▶ [What to do]
1. From the NDRG1 abstract, list every immune outcome it reports as normal, maintained, or unaffected in the absence of NDRG1.
2. According to the NDRG1 abstract, what effect does co-stimulation (signal two) have on Ndrg1?

▶ [Selected passage]
NDRG1 is induced by antigen-receptor signaling but dispensable for B and T cell self-tolerance.
Hodgson R., Xu X., Anzilotti C., Deobagkar-Lele M., Crockford TL., Kepple JD., Cawthorne E., Bhandari A., Cebrian-Serrano A., Wilcock MJ., Davies B., Cornall RJ., Bull KR.
Peripheral tolerance prevents the initiation of damaging immune responses by autoreactive lymphocytes. While tolerogenic mechanisms are tightly regulated by antigen-dependent and independent signals, downstream pathways are incompletely understood. N-myc downstream-regulated gene 1 (NDRG1), an anti-cancer therapeutic target, has previously been implicated as a CD4+ T cell clonal anergy factor. By RNA-sequencing, we identified Ndrg1 as the third most upregulated gene in anergic, compared to naïve follicular, B cells. Ndrg1 is upregulated by B cell receptor activation (signal one) and suppressed by co-stimulation (signal two), suggesting that NDRG1 may be important in B cell tolerance. However, though Ndrg1-/- mice have a neurological defect mimicking NDRG1-associated Charcot-Marie-Tooth (CMT4d) disease, primary and secondary immune responses were normal. We find that B cell tolerance is maintained, and NDRG1 does not play a role in downstream responses during re-stimulation of in vivo antigen-experienced CD4+ T cells, demonstrating that NDGR1 is functionally redundant for lymphocyte anergy.

▶ [Supplied data]
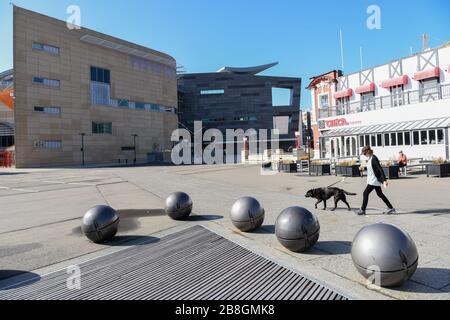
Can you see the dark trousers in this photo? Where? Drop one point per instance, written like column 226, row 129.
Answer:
column 380, row 193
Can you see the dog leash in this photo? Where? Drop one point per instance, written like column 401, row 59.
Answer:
column 343, row 180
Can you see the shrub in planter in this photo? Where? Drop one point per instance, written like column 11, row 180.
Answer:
column 390, row 170
column 320, row 169
column 439, row 167
column 348, row 169
column 287, row 167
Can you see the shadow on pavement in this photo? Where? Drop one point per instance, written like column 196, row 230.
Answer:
column 140, row 213
column 204, row 218
column 24, row 278
column 423, row 276
column 269, row 229
column 12, row 173
column 331, row 248
column 133, row 240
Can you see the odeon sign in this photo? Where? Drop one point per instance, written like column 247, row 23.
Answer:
column 342, row 122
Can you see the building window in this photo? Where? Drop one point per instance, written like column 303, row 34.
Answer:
column 102, row 127
column 367, row 101
column 123, row 103
column 6, row 141
column 416, row 138
column 379, row 140
column 373, row 141
column 424, row 137
column 213, row 120
column 53, row 144
column 139, row 105
column 432, row 136
column 46, row 48
column 47, row 82
column 49, row 110
column 100, row 75
column 400, row 138
column 324, row 101
column 397, row 96
column 100, row 93
column 387, row 141
column 429, row 90
column 393, row 139
column 367, row 140
column 440, row 134
column 407, row 138
column 211, row 92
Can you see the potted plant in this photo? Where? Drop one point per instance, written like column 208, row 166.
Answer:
column 348, row 169
column 439, row 167
column 320, row 168
column 390, row 169
column 287, row 166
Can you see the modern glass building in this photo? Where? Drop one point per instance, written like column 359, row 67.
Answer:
column 240, row 98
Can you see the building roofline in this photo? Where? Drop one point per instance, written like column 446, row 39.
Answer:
column 83, row 31
column 248, row 70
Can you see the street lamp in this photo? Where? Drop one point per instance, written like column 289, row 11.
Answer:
column 134, row 142
column 82, row 146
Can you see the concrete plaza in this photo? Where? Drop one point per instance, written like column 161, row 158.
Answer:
column 41, row 210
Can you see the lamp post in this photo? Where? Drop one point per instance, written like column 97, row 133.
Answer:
column 134, row 147
column 82, row 147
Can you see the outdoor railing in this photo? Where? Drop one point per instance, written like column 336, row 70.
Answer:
column 385, row 102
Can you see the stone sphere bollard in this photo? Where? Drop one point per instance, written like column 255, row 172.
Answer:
column 247, row 214
column 385, row 254
column 179, row 206
column 100, row 224
column 297, row 229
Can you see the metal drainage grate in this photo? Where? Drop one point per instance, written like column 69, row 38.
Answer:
column 194, row 264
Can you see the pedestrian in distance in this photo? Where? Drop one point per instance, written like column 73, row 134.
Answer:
column 375, row 180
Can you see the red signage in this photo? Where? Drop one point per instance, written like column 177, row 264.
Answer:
column 337, row 123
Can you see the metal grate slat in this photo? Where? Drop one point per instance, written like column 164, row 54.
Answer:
column 194, row 264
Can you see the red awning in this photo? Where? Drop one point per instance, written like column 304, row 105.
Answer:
column 395, row 82
column 365, row 89
column 427, row 74
column 343, row 94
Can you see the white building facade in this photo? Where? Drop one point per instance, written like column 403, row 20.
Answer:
column 403, row 105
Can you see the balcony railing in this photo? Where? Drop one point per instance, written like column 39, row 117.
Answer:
column 385, row 102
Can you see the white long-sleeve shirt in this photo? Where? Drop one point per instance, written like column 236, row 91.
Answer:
column 371, row 178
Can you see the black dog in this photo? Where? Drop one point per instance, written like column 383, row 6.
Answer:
column 323, row 194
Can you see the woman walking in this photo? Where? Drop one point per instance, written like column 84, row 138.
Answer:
column 375, row 180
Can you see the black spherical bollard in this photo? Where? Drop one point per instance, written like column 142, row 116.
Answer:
column 179, row 206
column 100, row 224
column 297, row 229
column 385, row 254
column 247, row 214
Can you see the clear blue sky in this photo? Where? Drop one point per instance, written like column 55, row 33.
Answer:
column 303, row 35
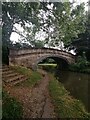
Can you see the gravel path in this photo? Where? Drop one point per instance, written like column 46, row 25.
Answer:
column 36, row 102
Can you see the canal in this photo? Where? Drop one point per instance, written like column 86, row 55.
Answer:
column 78, row 84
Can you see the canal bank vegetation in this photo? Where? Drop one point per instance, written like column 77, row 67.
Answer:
column 11, row 108
column 65, row 105
column 82, row 65
column 33, row 77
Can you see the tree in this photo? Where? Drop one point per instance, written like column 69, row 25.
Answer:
column 62, row 22
column 14, row 12
column 82, row 43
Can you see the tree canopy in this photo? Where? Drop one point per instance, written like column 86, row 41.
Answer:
column 60, row 21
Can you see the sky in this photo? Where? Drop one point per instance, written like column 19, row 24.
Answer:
column 15, row 37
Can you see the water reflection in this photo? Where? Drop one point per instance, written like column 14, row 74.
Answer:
column 78, row 84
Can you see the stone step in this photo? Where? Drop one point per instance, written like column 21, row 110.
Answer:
column 10, row 75
column 6, row 69
column 18, row 77
column 7, row 72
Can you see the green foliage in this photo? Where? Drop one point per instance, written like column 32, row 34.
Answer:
column 33, row 77
column 11, row 109
column 65, row 21
column 65, row 105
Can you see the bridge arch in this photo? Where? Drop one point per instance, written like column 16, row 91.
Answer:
column 58, row 59
column 31, row 57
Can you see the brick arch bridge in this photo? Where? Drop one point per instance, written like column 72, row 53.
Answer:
column 31, row 57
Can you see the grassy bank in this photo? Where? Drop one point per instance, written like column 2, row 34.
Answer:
column 77, row 69
column 65, row 105
column 33, row 77
column 11, row 108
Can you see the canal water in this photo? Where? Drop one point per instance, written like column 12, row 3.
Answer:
column 78, row 84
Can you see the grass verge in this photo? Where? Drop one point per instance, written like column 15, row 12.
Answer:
column 33, row 77
column 65, row 105
column 11, row 109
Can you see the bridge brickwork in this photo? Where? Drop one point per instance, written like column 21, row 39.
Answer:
column 31, row 57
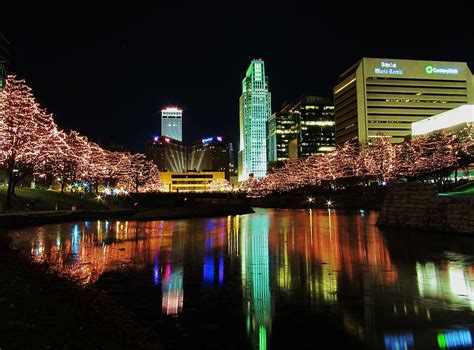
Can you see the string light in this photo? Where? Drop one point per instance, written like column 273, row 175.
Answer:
column 32, row 144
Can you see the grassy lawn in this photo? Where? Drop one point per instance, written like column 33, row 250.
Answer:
column 47, row 200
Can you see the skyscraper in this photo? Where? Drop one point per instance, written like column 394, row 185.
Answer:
column 171, row 123
column 315, row 116
column 385, row 96
column 301, row 129
column 209, row 154
column 166, row 153
column 282, row 128
column 4, row 59
column 255, row 109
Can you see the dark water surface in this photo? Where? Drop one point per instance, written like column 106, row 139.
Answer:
column 274, row 279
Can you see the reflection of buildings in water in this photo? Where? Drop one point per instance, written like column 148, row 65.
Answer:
column 214, row 244
column 256, row 278
column 318, row 250
column 90, row 249
column 449, row 281
column 172, row 289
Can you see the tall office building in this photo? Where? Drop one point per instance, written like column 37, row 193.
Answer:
column 209, row 154
column 171, row 123
column 255, row 109
column 315, row 118
column 167, row 154
column 281, row 129
column 301, row 129
column 385, row 96
column 4, row 59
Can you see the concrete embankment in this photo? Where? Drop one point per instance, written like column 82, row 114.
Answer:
column 418, row 205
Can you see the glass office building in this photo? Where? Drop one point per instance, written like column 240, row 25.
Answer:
column 255, row 109
column 171, row 123
column 384, row 96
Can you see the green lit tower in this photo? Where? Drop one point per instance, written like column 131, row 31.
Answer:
column 254, row 113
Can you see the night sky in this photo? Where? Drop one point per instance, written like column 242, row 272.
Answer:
column 107, row 72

▶ [Exercise responses]
1.
- Primary immune responses
- Secondary immune responses
- B cell tolerance
- Downstream responses during re-stimulation of in vivo antigen-experienced CD4+ T cells

2. Co-stimulation suppresses Ndrg1.